— Given data —
****************
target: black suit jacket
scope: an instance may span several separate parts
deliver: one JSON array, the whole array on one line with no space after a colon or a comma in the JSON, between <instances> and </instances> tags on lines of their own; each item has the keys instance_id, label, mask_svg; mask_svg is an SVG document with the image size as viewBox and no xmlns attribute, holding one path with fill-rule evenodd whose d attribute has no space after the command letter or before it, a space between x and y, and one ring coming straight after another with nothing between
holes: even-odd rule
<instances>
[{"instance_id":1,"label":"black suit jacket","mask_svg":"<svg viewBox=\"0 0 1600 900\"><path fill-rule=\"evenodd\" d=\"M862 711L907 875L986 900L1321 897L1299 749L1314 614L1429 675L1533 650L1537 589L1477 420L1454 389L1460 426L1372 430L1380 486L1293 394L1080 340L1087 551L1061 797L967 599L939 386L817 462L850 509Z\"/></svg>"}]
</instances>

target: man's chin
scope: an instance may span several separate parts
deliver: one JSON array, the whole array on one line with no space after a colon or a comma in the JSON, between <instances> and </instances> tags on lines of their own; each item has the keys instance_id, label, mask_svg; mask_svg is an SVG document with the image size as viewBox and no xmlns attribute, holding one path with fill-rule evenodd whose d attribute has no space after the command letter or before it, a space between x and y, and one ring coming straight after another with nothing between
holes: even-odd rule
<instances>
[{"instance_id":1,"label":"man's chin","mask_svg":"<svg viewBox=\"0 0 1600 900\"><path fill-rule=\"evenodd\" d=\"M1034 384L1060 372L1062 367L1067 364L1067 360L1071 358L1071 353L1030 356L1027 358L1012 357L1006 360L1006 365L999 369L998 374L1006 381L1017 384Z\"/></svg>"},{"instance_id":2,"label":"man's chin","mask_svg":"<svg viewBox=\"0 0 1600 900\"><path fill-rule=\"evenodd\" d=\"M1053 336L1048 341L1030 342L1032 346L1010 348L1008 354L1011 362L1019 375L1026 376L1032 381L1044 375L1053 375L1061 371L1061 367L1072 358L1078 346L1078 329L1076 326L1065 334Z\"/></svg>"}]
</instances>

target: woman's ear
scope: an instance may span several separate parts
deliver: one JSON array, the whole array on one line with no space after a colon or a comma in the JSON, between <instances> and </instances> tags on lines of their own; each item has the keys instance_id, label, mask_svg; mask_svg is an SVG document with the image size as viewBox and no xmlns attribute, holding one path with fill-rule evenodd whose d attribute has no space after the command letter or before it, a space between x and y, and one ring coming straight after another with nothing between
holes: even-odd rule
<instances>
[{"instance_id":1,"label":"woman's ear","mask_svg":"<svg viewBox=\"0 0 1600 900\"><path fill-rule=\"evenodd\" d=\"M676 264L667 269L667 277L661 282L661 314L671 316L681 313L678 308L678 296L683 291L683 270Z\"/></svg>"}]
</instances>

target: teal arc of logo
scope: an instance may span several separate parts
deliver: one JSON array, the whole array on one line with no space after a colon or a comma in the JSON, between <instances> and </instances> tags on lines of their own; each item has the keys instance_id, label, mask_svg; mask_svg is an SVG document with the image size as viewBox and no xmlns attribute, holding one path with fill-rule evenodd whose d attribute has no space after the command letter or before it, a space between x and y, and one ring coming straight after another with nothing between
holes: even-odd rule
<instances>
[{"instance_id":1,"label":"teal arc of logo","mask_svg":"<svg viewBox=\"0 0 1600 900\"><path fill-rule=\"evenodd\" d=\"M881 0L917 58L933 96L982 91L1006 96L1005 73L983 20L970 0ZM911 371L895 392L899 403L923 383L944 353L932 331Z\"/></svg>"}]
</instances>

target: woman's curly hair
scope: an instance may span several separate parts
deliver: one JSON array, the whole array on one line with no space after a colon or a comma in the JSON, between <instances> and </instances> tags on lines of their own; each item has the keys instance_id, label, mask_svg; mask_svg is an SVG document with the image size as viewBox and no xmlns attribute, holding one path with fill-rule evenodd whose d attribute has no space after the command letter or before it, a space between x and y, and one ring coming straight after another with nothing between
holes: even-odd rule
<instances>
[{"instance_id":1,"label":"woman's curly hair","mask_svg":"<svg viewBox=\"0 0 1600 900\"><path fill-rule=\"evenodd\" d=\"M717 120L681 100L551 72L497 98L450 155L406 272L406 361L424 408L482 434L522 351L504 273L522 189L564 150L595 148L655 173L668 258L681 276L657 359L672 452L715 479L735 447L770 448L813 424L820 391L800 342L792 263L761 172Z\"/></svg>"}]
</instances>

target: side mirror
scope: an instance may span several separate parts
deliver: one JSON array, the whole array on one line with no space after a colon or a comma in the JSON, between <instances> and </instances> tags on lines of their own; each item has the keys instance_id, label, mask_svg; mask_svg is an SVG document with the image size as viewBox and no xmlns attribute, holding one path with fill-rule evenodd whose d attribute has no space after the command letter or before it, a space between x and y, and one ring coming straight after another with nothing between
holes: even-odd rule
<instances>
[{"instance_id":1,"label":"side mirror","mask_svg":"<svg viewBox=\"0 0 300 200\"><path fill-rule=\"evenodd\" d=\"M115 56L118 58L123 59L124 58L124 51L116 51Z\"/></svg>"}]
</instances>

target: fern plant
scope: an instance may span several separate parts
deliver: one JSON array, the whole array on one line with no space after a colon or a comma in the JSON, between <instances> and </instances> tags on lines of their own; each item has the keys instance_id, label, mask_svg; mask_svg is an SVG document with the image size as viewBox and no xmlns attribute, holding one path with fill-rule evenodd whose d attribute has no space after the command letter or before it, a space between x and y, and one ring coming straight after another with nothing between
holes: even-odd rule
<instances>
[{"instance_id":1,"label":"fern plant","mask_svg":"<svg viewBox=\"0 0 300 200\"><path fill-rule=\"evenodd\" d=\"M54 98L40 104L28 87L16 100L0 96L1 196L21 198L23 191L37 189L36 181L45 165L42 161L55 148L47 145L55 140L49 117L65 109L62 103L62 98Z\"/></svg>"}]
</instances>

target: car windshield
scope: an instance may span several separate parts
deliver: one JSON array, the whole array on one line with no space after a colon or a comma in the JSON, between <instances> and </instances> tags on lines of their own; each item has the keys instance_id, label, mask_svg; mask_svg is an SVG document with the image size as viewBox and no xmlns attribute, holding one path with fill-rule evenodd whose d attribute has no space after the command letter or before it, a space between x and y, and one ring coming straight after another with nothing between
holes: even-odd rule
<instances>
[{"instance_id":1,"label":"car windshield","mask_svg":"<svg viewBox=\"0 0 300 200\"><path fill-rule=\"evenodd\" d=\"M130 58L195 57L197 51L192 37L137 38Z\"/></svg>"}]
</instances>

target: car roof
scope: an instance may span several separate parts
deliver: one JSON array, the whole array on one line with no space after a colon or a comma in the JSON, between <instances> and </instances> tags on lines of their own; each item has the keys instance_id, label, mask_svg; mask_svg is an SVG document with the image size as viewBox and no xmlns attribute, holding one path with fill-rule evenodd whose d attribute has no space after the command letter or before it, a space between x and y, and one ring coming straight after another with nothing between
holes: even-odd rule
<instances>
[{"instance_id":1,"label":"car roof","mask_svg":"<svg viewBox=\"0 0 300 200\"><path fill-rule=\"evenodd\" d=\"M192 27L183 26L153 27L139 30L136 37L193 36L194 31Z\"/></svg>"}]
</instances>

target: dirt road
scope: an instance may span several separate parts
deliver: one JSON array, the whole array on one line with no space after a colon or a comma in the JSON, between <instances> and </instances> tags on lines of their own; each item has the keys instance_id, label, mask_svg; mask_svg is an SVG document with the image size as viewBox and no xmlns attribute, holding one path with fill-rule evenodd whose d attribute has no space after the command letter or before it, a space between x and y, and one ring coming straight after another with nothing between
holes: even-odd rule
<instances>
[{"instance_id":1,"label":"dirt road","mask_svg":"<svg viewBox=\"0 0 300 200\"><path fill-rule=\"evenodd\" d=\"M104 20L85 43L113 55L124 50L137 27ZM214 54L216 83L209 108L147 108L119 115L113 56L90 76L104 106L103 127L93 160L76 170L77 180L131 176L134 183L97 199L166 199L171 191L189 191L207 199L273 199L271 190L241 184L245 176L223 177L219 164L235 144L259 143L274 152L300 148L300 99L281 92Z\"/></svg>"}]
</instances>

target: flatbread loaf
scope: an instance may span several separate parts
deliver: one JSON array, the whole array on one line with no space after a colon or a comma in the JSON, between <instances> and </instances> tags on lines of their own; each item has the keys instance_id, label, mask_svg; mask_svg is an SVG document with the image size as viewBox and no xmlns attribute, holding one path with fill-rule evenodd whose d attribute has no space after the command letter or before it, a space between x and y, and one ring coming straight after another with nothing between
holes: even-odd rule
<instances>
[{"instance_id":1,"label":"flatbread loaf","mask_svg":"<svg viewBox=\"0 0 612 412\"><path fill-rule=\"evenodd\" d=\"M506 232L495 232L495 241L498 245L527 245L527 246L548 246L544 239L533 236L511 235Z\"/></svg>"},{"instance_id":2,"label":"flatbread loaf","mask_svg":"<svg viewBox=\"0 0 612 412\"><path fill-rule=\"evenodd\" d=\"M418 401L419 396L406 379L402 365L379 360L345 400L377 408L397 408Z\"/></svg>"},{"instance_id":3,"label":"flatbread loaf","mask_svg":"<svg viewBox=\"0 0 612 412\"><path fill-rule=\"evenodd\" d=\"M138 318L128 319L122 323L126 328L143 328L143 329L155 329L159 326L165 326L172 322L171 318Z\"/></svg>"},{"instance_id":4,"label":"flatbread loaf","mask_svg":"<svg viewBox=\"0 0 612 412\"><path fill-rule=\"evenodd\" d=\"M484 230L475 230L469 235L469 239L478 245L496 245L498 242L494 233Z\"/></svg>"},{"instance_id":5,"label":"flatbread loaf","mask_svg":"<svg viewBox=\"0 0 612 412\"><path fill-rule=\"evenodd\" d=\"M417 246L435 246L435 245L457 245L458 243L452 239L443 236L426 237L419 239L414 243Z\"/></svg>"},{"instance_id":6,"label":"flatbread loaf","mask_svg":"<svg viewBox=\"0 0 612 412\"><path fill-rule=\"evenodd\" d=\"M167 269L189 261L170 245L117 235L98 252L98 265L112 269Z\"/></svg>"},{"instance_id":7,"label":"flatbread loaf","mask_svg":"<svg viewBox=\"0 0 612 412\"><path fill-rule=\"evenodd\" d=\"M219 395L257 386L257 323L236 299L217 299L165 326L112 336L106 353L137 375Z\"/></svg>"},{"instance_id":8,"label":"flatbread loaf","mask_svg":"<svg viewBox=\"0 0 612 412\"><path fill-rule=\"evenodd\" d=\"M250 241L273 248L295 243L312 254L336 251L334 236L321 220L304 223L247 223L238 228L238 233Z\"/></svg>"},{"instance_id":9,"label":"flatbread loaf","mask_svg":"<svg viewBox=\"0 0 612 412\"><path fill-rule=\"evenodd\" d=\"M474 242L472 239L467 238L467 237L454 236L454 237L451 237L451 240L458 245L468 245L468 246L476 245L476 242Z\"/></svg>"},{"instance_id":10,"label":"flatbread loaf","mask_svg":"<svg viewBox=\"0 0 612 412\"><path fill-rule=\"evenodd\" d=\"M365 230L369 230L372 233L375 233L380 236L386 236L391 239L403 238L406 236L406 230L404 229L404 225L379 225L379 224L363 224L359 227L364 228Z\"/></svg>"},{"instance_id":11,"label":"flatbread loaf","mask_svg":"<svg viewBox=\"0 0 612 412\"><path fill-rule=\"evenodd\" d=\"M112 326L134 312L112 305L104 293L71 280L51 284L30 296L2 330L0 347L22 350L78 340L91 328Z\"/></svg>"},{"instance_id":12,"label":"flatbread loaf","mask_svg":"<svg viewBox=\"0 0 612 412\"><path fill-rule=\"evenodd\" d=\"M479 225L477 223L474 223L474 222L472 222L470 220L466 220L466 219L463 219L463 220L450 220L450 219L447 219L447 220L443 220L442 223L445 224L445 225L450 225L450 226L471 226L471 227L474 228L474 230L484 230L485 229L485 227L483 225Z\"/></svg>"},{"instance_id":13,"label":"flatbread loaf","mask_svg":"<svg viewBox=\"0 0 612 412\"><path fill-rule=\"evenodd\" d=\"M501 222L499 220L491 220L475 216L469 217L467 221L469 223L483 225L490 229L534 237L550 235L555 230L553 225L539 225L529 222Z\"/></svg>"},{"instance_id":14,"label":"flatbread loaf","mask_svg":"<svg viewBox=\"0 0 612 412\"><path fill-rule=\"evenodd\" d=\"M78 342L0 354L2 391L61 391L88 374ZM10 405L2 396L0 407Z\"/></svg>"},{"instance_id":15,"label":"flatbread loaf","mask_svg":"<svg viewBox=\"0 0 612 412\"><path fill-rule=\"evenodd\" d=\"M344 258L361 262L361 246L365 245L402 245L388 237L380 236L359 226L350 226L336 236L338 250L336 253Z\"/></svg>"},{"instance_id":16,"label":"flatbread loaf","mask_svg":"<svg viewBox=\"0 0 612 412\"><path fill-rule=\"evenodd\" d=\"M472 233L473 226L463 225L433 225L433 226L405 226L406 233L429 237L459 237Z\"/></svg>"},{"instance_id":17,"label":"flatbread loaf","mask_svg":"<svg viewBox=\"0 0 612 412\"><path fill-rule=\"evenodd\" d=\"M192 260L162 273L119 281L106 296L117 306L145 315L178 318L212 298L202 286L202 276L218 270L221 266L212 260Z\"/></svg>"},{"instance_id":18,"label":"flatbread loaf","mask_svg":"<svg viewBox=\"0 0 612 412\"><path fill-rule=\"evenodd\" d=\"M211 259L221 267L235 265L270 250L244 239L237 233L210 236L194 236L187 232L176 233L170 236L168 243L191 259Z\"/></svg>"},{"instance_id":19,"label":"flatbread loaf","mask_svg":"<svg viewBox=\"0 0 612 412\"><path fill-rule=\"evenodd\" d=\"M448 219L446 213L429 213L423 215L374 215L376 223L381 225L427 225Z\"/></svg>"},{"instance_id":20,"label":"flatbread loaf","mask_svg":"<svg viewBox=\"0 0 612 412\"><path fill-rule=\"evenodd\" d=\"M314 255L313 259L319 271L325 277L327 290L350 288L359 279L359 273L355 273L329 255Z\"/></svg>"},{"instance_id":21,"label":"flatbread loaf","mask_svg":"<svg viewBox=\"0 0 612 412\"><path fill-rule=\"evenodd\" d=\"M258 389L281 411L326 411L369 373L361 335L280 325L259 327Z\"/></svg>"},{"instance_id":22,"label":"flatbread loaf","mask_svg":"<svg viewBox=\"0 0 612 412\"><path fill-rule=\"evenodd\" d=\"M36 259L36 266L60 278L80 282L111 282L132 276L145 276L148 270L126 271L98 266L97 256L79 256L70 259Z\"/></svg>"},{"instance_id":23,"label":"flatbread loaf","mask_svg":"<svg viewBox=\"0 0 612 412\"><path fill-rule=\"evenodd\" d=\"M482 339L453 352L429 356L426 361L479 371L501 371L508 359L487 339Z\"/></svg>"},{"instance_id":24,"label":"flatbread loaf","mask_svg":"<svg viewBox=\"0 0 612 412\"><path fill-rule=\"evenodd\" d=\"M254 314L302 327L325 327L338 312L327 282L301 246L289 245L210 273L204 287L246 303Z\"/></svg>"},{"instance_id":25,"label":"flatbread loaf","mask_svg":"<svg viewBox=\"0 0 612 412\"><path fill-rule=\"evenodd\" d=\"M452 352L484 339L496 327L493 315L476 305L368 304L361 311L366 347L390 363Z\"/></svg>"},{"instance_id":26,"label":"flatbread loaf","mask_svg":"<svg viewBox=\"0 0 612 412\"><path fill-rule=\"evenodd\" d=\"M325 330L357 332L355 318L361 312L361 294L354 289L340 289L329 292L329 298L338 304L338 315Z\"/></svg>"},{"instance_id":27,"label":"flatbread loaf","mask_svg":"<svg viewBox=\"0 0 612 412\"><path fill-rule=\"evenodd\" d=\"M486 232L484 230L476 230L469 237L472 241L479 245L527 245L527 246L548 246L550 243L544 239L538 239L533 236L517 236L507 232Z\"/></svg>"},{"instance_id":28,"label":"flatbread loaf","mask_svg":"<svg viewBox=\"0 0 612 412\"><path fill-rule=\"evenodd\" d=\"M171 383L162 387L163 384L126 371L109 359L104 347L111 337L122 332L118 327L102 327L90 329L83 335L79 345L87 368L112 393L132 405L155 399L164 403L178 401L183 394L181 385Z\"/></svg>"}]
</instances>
****************
Within the listing above, work out the number of lines that hold "target", and give that number alone.

11